| Extract provided |
--------------------------------

In the same way that names are transformed into stereotypizations, the omission or substitution of letters in the everyday speech of black people is another feature of ethnicity: they express themselves in a deformed Spanish already recognized by Spanish Golden Age authors as habla de los negrosBlack speech Modes–. Quevedo points out with a certain dose of humor that to show knowledge of the Guinean language it was only necessary to replace “r” letters with “l”, and vice versa.30 To this we could add the errors in gender and number between articles and nouns, deficient verbal conjugation, omission of articles and prepositions, the loss of final consonants, etc.31

John Lipski32 points out that in the 16th century many of these dialectic/linguistic characteristics were common in the speech of Andalusia, Extremadura and the Canary Islands,33 which raises questions about the sociolinguistic and ethnolinguistic variants that were the product of socio-cultural interaction and that could demonstrate that the supposed homogeneity of the speech of Afro-descendants is rather a literary construction.34 In fact, the reviewed negrillas adhere to all the features mentioned above. For example, see Tiple I voice –the highest vocal register– of the first stanza of A siñola plima mia:

“Vamo al Poltalillo plesta

Llegalemo como etamo

Que si neglo ayá no vamo

No vale nara la festa”.

The systematic omission of the “s” is observed –vamo [vamos], etamo [estamos] –, the “r” is replaced by the “l” –neglo [negro]- and words are distorted –festa instead of fiesta–. Note also the association that exists between black men and women and joy. In Venga turo Flaciquillo there are substitutions of “d” for “l”: “Vamo aya, vamo aya/ oíl, oíl, oíl, milá, milá” –instead of “oid, mirad”– and in Pue tambén somo gente, they don’t know how to count correctly in Spanish: “Una, dosa, cuatlo cinco”. Because villancicos de negros were not created by Afro-descendants themselves –who were not the target audience either–, to deny them the possibility of speaking the hegemonic language correctly is to put them in a condition of meagerness and inferiority. This gives rise to a linguistic ethnicity that is mediated by the literate. Indeed, in the introduction of Negros de Guaranganá there is mention of a group of black men and women that begin to “grumble in their half tongue”.

In the negrillas the individual is transformed into a subject of a collective with uniform patterns of communication and that prevents Afro-descendants from introducing valid linguistic variants, according to their own cultural codes. Through this optic, the negrillas promote a discourse that guides the external perception about the ethnic minority, without considering the internal voices of that minority. This not only magnifies the difference,35 but also distorts communication with the other.

--------------------------------

| Provided material |
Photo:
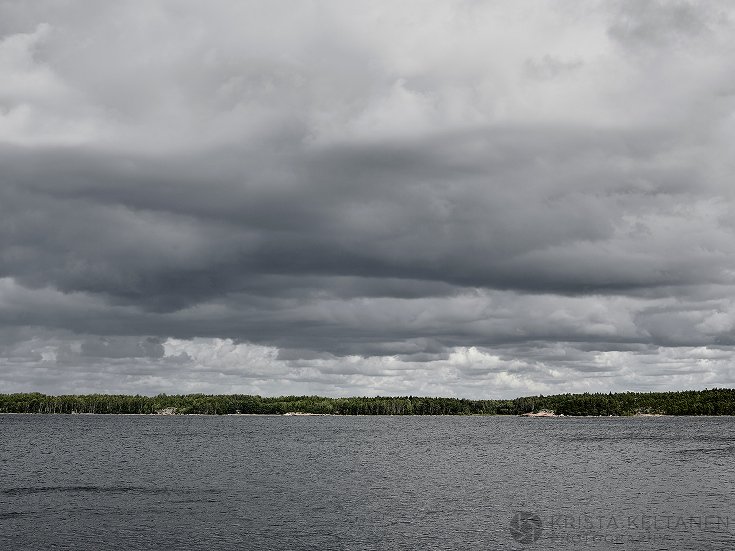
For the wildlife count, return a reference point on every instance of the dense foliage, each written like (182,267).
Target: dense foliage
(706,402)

--------------------------------

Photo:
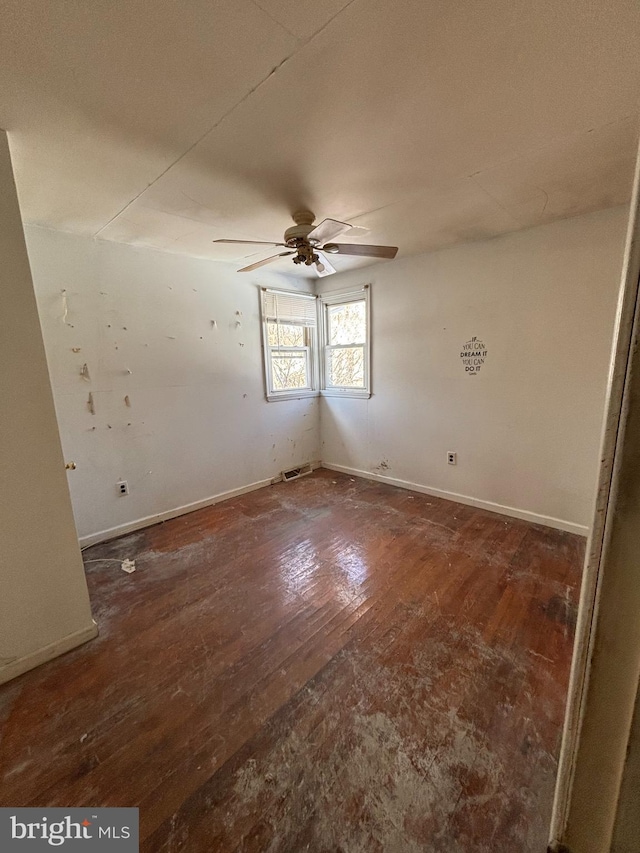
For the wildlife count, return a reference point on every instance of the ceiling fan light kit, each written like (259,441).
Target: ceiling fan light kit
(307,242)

--------------------------------

| Task 1 |
Summarize the passage on how the negrillas portray the speech of black people in two sentences.
| Task 2 |
Carry on the passage about the portrayal of black speech in the negrillas, picking up after its final sentence.

| Task answer 1 |
The negrillas render the speech of black people as a deformed Spanish, dropping the "s," swapping "r" and "l," and distorting words, though John Lipski notes that many of these traits were common in 16th-century Andalusia, Extremadura and the Canary Islands, which could show that the supposed homogeneity of Afro-descendant speech is a literary construction. Because these villancicos were not written by Afro-descendants, denying them correct speech places them in a condition of inferiority and turns them into a uniform collective, a discourse that guides outside perception without considering the minority's internal voices.

| Task answer 2 |
Between laughter and devotional expressions

When was laughter and joy transformed into constitutive elements of Afro-descendant ethnicity? The message that transcends is that the “natural” mission of them is to entertain the crowd. In fact, villancicos de negros usually express a permanent joy that manifests itself in laughter, onomatopoeic games or jitanjáforas36 that generate a cheerful and lively sound. For example, in Negliya quele, blacks sing: “Zezú, zezú, aleglia zezú, nos da nuezoz Reyes, zezú, zezú”. Also, in Siolo Helmano Flacico, the interjections “Acha á, acha é, ay Jesú Malia y Jusé, Malia and Jusé, uluá, ulué, alalilayle” stand out.

In some cases, the laughter is caused by embarrassing situations experienced by black men –in Afuela afuela and Turu turu lo Neglito one of them is bitten by a mule– or because some dare to place themselves in a condition of superiority with respect to their peers. In El negro Maytinero, tata Pascual -an old man who is described as an fiscal37 of some place- pretentiously gives himself the idea of being learned in grammar –“Griamatrica”– laws, music and Latin.38 That is why Pascual pretends to rehearse the Matins for Child Jesus with “Psamo and Antiphinine” –that is: psalms and antiphons–, but the choir of black men do nothing but laugh at him:

“Quien, quien

Ja ja ja ja ja,

No puere tata Pascua

Polque pala sel cantola

E menestel la solfeona

Ja ja ja ja ja

Y que risa nosra”.

Tata Pascual becomes irritated and silences them with indignation:

“Que Sofeona ni Sofíta,

caya tus voca bobita (…)

quere uté cayá, burego (…)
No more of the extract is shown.